(Supplied text Opens)
Triglyceride Trimyristin of nutmeg oil shows anti-inflammatory properties and is used as local message to reduce muscular pain and rheumatic pain of joints (Pamphona-Roger, 1999).It reduces joint swelling and treats rheumatic fever (Duke and Edward, 1985; Ernest, 2002).
Macelignan present in the seeds enhanced the insulin sensitivity and improved lipid metabolic disorders by activating peroxisome proliferator receptor and attenuating endoplasmic reticulum stress, suggesting that it is an ant diabetic agent for the treatment of type 2 diabetes (Han et al., 2008).
Eugenol of nutmeg relieves from toothache (Duke et al., 2002; Kokwaro 2009), prevents bad breath (Barceloux, 2009)
Memory enhancing activity
Parle et al. (2004) have investigated the effect of M. fragrans seeds on learning capabilities and memory level in mice. Administration of the n-hexane extract of M. fragrans at the lowest dose of 5 mg/kg body weight for 3 successive days significantly improved the learning and memory level of young and aged mice.
The extract said to have reversed scopolamine and diazepam-induced impairment in learning and memory of young mice. The observed memory enhancing effect of M. fragrans may be attributed to a variety of properties (individually or in combination) such as antioxidant, anti-inflammatory, or procholinergic activity.
The decoction of the nutmeg is used for the treatment of flatulence, nausea and vomiting (Kurian, 2010).External application of the oil relieves the stomach pain. Freshly prepared decoction with honey has been used to relief of nausea, gastritis and indigestion ailment (Doman et al., 2000).
Nutmeg proves to be an excellent tonic for the cardiovascular system. It increases the blood circulation and stimulates the heart functions (Balick and Paul, 2000).
Essential oils of nutmeg possess antifungal properties against Colletotrichum gloeosporoides, Colletotrichum musae, Fusarium oxysporum , Fusarium semitectum , Aspergillus niger and Aspergillus glaucus (V. Pooja et.al .,2012)
Nutmeg is helpful in clearing up the congestion resulting from cold and thus, is widely used in cough syrups. It’s even helpful in aroma therapy (Gill, 1992; Iwu, 1993).
Nutmeg is said have good carminative properties (Seenivasan et al., 2006)
(Supplied text Closes)
(Entries supplied Opens)
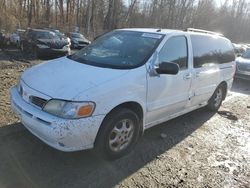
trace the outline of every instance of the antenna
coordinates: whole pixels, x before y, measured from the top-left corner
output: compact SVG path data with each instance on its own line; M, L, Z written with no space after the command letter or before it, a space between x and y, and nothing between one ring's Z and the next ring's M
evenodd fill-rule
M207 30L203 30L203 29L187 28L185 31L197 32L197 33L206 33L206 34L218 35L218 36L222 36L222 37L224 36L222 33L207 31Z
(Entries supplied Closes)
Questions ->
(1) In the passage on nutmeg's medicinal properties, translate this sentence into Spanish: "Nutmeg proves to be an excellent tonic for the cardiovascular system."
(2) According to the passage on nutmeg's medicinal properties, at what dose and for how long was the n-hexane extract given to the mice whose learning and memory improved?
(3) Extend the passage on nutmeg's medicinal properties, starting after its last sentence.

Answers for the tasks ->
(1) La nuez moscada resulta ser un excelente tónico para el sistema cardiovascular.

(2) It was given at 5 mg/kg body weight for 3 successive days.

(3)
Morita et al. (2003) have reported that myristicin from M. fragrans (nutmeg) possessed most potent hepatoprotective activity to rats with liver damage induced by lipopolysaccharide (LPS) plus D-galactosamine (D-GalN). It was reported that myristicin markedly suppressed LPS/D-GalN-induced enhancement of serum TNF-alpha concentrations and hepatic DNA fragmentation in mice.
These findings suggest that the hepatoprotective activity of myristicin may be, at least in part, due to the inhibition of TNF-alpha release from macrophages. Sohn et al. (2008) observed that the hepatoprotective effects of macelignan, isolated from M. fragrans is related to activation of the mitogen activated protein kinase (MAPK) signaling pathway, especially JNK and c-Jun.
Nutmeg seeds increase the levels of serotonin that brings the relaxation of the body.(Pandey, 2005).
Extracts of nutmeg suppressed the growth of human lymphoid leukaemic cells, Molt 4 B (Moteki et al. 2002). Myristicin, present in the volatile oil of M. fragrans is a potential cancer chemo preventive agent (Zheng et al., 1992). The essential oil is reported to modulate the formation of DNA adducts by aflatoxinin vitro (Hashim et al., 1994). The dihydroguaiaretic acid from M. fragrans mace suppressed leukaemic cells, colon cancer and lung cancer cells in vitro (Park et al., 1998).
The mace of M. fragrans protected from bone marrow genotoxicity in male Swiss albino mice (Kumari 1992). It also significantly protected from methylcholanthrene-induced carcinogenesis in uterine cervix of mice (Hussain and Rao 1991) and had chemo preventive effects on dimethylbenz anthracene (DMBA)-induced papillo-magenesis in the skin of mouse (Jannu et al. 1991).